***** RECORDS FOR PROCESSING
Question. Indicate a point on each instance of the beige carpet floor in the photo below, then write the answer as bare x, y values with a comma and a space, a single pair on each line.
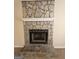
59, 51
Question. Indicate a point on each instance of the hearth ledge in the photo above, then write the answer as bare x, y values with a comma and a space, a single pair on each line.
38, 19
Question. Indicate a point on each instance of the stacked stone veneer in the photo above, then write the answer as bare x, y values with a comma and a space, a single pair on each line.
38, 25
38, 9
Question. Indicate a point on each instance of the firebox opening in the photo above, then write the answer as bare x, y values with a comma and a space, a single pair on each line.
38, 36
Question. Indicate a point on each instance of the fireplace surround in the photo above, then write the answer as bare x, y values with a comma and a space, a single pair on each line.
38, 20
38, 36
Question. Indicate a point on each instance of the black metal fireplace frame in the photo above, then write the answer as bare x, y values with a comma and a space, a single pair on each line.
31, 31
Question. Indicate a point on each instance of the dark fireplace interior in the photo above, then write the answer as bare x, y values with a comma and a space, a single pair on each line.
38, 36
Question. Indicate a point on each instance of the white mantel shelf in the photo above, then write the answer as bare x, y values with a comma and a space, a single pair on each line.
38, 19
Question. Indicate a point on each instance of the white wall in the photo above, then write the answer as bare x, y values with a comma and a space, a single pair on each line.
58, 25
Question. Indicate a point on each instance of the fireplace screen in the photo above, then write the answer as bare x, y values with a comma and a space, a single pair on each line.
38, 36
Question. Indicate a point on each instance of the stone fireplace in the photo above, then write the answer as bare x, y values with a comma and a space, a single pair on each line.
38, 36
38, 18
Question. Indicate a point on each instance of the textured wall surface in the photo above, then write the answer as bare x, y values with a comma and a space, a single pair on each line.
38, 9
38, 25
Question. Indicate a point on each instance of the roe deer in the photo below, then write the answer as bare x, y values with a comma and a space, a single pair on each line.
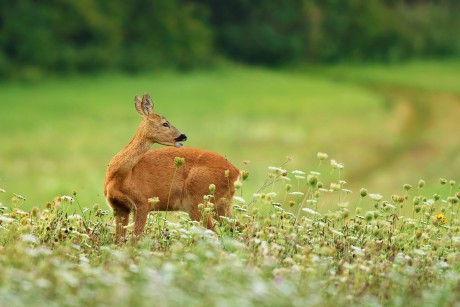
137, 173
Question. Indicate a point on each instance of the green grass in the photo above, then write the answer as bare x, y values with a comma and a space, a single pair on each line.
58, 135
268, 255
310, 240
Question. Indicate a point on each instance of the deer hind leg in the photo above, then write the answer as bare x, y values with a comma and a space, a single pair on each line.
140, 218
121, 222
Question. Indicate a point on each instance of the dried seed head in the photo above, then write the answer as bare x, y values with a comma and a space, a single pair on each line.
312, 180
407, 187
244, 175
322, 156
153, 200
421, 183
179, 161
212, 188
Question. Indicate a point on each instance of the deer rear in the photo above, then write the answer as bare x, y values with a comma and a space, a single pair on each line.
137, 173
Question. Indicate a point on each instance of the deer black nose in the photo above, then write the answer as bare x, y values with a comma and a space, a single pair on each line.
181, 138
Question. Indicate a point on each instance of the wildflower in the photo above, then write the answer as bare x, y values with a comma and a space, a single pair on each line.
278, 170
312, 180
19, 196
376, 197
179, 161
421, 183
322, 156
66, 198
237, 184
439, 219
212, 188
452, 200
153, 200
244, 175
308, 210
407, 187
336, 165
335, 186
239, 199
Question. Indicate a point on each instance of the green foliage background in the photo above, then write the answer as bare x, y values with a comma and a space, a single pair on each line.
39, 37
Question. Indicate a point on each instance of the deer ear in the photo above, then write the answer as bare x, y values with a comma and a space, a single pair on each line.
144, 106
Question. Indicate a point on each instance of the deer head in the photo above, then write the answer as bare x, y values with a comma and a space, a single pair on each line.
156, 128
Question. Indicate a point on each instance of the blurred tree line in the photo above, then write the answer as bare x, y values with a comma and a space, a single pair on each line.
39, 36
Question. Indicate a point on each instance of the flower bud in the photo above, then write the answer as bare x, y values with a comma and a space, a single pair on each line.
312, 180
212, 188
179, 161
407, 187
322, 156
421, 183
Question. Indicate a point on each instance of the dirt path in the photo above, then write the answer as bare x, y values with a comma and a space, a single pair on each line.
425, 142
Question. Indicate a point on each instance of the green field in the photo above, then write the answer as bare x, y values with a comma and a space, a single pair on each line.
58, 135
389, 126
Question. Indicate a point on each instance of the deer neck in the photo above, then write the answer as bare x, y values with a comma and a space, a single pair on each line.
129, 156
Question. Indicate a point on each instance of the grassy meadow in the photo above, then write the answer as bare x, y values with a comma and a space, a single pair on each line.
378, 226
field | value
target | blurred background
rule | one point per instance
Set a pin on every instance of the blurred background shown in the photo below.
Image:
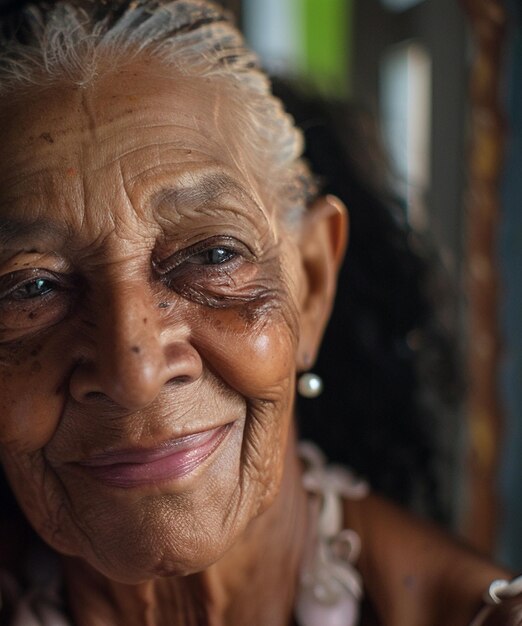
(440, 84)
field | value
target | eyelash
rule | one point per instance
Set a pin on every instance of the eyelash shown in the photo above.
(233, 249)
(11, 291)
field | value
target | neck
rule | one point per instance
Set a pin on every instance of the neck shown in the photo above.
(254, 583)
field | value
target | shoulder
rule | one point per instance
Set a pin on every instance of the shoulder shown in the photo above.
(415, 574)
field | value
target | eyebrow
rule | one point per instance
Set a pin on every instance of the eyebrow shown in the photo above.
(17, 230)
(202, 187)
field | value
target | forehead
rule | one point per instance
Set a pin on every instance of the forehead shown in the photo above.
(140, 124)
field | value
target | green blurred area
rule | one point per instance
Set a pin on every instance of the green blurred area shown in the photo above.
(327, 32)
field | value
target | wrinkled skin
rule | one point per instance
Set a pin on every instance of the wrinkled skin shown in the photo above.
(119, 329)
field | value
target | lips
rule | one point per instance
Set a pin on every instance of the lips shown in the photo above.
(169, 461)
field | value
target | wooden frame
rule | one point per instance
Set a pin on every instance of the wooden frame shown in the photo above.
(488, 24)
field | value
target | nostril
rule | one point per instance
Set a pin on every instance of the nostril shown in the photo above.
(95, 396)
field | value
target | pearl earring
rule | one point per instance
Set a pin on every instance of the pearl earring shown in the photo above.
(310, 385)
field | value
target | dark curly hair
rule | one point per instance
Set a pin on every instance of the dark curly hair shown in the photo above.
(389, 364)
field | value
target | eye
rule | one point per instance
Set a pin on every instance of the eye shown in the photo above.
(34, 299)
(212, 256)
(33, 289)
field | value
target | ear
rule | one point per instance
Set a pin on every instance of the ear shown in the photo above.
(323, 242)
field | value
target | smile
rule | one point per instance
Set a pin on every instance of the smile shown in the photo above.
(172, 460)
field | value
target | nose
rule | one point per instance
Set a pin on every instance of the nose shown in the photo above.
(133, 354)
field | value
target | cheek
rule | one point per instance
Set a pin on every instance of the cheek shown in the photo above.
(30, 399)
(257, 358)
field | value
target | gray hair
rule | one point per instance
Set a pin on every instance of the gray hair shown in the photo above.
(78, 40)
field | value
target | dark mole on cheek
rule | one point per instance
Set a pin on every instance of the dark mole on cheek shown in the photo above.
(47, 137)
(36, 367)
(89, 323)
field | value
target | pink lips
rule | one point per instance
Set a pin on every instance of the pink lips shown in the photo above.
(174, 459)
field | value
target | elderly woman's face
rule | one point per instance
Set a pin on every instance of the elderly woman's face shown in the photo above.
(150, 307)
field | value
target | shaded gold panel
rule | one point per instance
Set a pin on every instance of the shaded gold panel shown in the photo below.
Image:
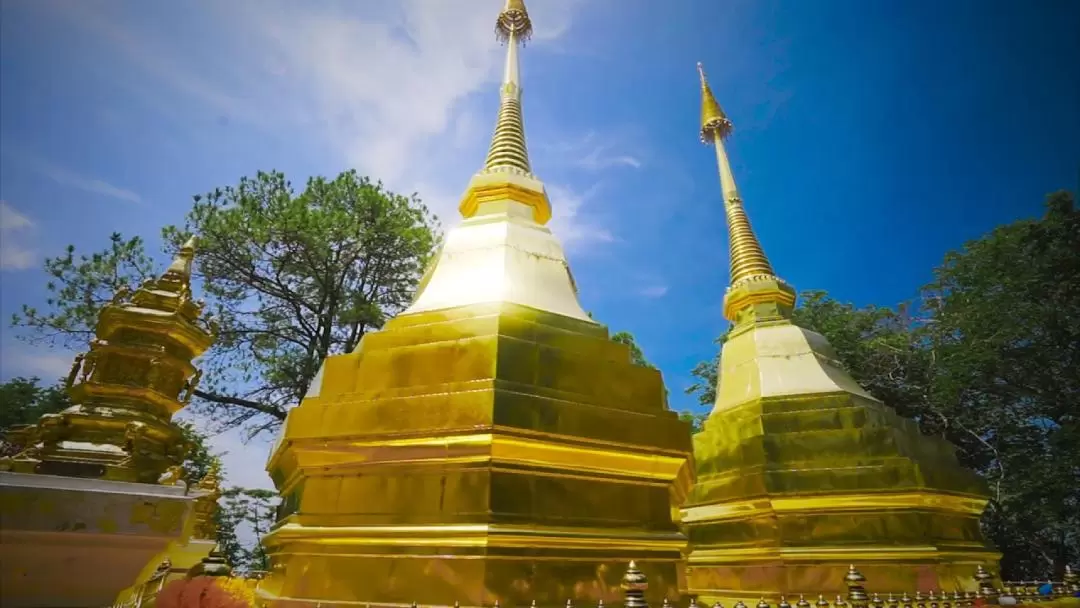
**********
Return each line of the records above that contains the word "pearl", copied unchanged.

target | pearl earring
Set a pin on every instance of the pearl earring shown in the photo above.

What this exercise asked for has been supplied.